== EXCERPT ==

July 1, 2020

Today is I-Reggae Day

article reposted by Tami Coley

via Jamaica Observer

THE current COVID-19 pandemic has brought many in line with the vision of International Reggae Day (IRD), being observed today, as conceptualised by music insider Andrea Davis.

The 24-hour virtual exposé on the music, which originated in Jamaica in 1994, has been pushed by Davis and her team for many years. However, this year, given the restrictions of gathering and movement due to the global health crisis, many are seeing the virtue of the virtual celebration.

“I am pleased with the response to this year’s celebration, given the realities of this time. With the exception of the tree-planting exercise being done in South Africa, all the other activities to mark International Reggae Day are virtual. COVID has forced so many to be pushed into this space, whether willingly or not. The virtual space is now part of the new normal. For us it was always there, so it is timely that the world is now in tandem with us,” she told the Jamaica Observer.

The event’s main platform, ireggaeday.com, began streaming live, reggae-influenced content since 12:00 midnight – this included music featuring a number of well known selectors; a special video presentation of unreleased footage from Reggae Sunsplash featuring Crown Prince of Reggae Dennis Brown; and live performances featuring artistes including Lila Iké and Mikey Spice.

Davis is also proud of the number of panel discussions on the state of reggae music which will also take place.

“We kick off at 9:00 am with the IRD Kingston panel which will examine ‘Rebel Music: Reggae and Hip Hop as the soundtrack to Global Resistance’. The panellists will include Mutabaruka, Ibo Cooper, Taru Dalmi from India and Andrew Kasrils from South Africa. At 11:00 am the next panel will be from New York and that will examine our theme for this year, ‘From Jamrock to Hip Hop’. The panellists for that one will include DJ Kool Herc, journalist Pat Meschino, Aarone Talbert from VP Records and Professor Don Green,” she shared.

===

REQUIRED ACTIONS:
a. List the people the article on International Reggae Day names as panellists for the IRD Kingston panel.
b. Sum up the article on International Reggae Day in two sentences.
c. In the article on International Reggae Day, where is the tree-planting exercise being done?

== SUPPLIED DATA ==

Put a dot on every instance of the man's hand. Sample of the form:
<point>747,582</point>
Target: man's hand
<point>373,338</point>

===

ANSWERS TO THE EXERCISES:
a. Mutabaruka, Ibo Cooper, Taru Dalmi, Andrew Kasrils

b. International Reggae Day, a 24-hour virtual celebration of reggae conceived by Andrea Davis, is being observed today, and the COVID-19 pandemic's limits on gathering and movement have led many to see the value of a virtual event. Apart from a tree-planting exercise in South Africa, all activities are virtual, including live streaming on ireggaeday.com with music, unreleased Reggae Sunsplash footage of Dennis Brown, live performances and panel discussions on the state of reggae music.

c. In South Africa.